*EXERCISE TEXT*.
SoundStage! UKSome of you might object to the notion of a hi-fi system as “a work in progress,” and up to a point, I concur. With a new system or even the purchase of a single component, you shouldn’t be thinking about anything beyond getting it home, setting it up, and looking forward to many years of musical pleasure. Unfortunately, most audiophiles are infected with a disease called “upgrade-itis,” an obsessive, near-psychotic need to renew or refresh one’s system in perpetuity. It’s what keeps the hi-fi industry going, as cars once did with the planned obsolescence of annual model changes.

But there’s a precedent which renders such behaviour profligate and masochistic: look back to the golden age of 1950 to 1970, when equipment from companies such as McIntosh, Quad, AR (Acoustic Research), Dynaco, Harman/Kardon, and many others lasted decades, with models staying in production for ten or more years without revisions that made owners feel as if their set-ups were out-of-date. Hell, Denon, Klipsch, and Ortofon have had classics in production for more than a half-century. What was good last Tuesday will still be good next Tuesday, no matter what is introduced in the interim.

Over the next few months, I’ll attempt to update what I’d buy today if I were 16, with a part-time job and a burning desire to have my first decent system, as back in 1968. The differences are that (1) I’m not at the mercy of a salesperson eager to fleece a schmuck kid; (2) I’d skip buying a receiver or tuner, as I accept that I never gave a toss about radio; and (3) the system would require one overriding virtue, in that every single component should survive the upgrade of any other, in any order.

By that, I mean the speakers should be able to do justice to a new, more powerful amp; conversely, the original amp should cope with a speaker upgrade. The phono stage and tonearm must accommodate whatever cartridges I wish to use. This is in direct contradiction to the practice first established in the UK in the 1970s by Linn, in which a buyer with, say, £600/$1500 was commanded to allot 70% of the budget to an LP12, the rest being a dirt-cheap integrated amp and a £99/$135 pair of speakers. The argument was “garbage in, garbage out.” What they didn’t tell you was that a rock-bottom amp/speaker combo hardly lets you hear an expensive front-end.

Linn

Instead, I always preferred balance. First, I set a budget which was the 2021 equivalent of $700 USD in 1968. The algorithm I used equates this to $5440 today, but I rounded it up to $6000 to provide wiggle room. As I didn’t include speaker stands, headphones, or trick cables in my initial purchase (those were the days of zip wire), the $6000 was allocated solely to source, amplification, and speakers. Moreover, I made this starter package LP-playback-only, but we’ll discuss adding digital sources later on.

Keep in mind that there are literally millions of combinations—yes, literally, not hyperbolically—if you multiply the number of turntables, arms, cartridges, phono stages, preamps, power amps, and speakers on the market. For clarity, and driven as I am to ensure total flexibility with an eye to price, I opted for a combination turntable/arm/cartridge purchase, a phono stage with output level control so it can act as a (single-source) preamp, a stereo power amplifier, and a pair of speakers.

*MATERIAL SHOWN*.

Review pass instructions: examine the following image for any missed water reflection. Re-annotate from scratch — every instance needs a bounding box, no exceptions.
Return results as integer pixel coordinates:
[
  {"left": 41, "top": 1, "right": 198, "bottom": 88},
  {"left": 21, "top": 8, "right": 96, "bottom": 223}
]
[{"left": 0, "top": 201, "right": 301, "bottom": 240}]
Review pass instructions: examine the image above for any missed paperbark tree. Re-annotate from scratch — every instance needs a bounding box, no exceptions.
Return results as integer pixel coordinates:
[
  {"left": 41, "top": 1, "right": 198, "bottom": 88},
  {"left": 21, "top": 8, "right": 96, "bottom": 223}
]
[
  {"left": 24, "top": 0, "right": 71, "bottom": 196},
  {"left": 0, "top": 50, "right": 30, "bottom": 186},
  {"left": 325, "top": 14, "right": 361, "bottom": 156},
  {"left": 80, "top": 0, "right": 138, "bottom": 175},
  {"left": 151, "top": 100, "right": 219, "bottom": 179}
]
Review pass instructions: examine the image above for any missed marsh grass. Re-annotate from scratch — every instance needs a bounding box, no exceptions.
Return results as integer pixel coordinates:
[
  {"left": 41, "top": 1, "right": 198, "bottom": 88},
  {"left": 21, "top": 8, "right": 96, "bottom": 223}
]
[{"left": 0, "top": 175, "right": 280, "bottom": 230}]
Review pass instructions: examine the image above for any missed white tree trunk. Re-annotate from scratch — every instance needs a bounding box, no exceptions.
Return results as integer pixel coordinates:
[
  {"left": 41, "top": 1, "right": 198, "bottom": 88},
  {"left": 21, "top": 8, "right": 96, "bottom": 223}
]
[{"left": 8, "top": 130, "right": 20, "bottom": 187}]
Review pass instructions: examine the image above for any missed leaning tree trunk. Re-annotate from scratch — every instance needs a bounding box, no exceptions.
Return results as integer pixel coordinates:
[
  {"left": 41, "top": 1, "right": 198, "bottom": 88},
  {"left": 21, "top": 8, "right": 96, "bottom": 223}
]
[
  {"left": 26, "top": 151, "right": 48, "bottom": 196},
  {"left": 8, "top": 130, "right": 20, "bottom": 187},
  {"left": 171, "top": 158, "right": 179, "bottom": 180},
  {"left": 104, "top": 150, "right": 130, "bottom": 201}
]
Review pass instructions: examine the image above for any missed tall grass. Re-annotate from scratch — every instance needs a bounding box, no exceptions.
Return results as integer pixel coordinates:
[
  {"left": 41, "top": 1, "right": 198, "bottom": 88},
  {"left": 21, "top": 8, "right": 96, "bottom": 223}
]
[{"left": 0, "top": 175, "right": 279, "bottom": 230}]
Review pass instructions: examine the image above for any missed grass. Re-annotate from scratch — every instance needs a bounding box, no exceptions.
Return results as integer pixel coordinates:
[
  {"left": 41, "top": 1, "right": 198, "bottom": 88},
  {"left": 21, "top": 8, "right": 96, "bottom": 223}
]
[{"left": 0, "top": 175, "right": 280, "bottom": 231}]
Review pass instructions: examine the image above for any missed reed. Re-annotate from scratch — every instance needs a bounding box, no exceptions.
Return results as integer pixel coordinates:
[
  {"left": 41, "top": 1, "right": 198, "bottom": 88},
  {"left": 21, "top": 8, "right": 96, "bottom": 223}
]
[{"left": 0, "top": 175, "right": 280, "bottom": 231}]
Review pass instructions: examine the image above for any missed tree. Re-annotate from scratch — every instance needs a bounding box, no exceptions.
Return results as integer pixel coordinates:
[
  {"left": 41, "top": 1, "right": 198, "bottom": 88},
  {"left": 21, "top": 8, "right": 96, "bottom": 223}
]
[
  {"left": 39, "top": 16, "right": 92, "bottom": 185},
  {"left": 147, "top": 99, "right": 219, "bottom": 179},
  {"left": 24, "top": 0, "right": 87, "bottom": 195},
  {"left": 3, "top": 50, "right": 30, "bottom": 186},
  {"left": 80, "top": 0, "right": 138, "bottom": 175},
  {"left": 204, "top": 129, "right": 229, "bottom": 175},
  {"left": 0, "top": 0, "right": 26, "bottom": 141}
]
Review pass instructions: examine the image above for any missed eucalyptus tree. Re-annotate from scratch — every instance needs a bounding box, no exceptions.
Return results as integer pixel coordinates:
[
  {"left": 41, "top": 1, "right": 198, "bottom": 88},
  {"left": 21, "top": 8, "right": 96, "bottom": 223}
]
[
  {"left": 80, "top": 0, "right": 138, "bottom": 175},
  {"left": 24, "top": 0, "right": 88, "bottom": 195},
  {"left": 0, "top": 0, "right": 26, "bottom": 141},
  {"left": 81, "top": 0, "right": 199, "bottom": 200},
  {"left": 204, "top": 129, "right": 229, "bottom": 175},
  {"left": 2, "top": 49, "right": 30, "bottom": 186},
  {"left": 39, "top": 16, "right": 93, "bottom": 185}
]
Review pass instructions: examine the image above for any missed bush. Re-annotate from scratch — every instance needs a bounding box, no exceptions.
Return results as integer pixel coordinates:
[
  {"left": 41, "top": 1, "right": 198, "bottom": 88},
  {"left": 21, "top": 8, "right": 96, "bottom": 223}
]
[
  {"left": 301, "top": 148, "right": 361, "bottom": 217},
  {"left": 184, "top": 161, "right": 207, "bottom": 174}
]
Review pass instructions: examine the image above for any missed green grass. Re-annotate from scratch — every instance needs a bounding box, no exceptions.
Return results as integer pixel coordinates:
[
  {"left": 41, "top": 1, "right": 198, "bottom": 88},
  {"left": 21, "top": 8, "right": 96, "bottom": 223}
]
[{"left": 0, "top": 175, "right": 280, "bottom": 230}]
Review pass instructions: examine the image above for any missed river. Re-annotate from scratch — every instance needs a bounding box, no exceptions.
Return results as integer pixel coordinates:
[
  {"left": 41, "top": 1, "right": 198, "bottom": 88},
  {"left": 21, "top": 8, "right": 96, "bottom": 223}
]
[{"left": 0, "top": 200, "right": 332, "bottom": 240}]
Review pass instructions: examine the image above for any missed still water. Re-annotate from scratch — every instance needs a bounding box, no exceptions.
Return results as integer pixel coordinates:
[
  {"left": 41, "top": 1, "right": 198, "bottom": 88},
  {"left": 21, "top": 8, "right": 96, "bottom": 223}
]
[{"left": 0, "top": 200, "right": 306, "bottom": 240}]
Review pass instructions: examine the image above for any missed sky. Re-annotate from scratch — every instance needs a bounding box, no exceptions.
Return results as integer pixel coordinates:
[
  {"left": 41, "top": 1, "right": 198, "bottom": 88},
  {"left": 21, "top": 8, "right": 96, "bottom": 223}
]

*EXERCISE REQUIREMENTS*.
A. In the hi-fi article, what budget did the writer settle on for the starter system?
B. Name every company that the hi-fi article lists as making long-lasting equipment from 1950 to 1970.
The listing plays no part in this exercise.

*SOLVED PROBLEMS*.
A. $6000

B. McIntosh, Quad, AR (Acoustic Research), Dynaco, Harman/Kardon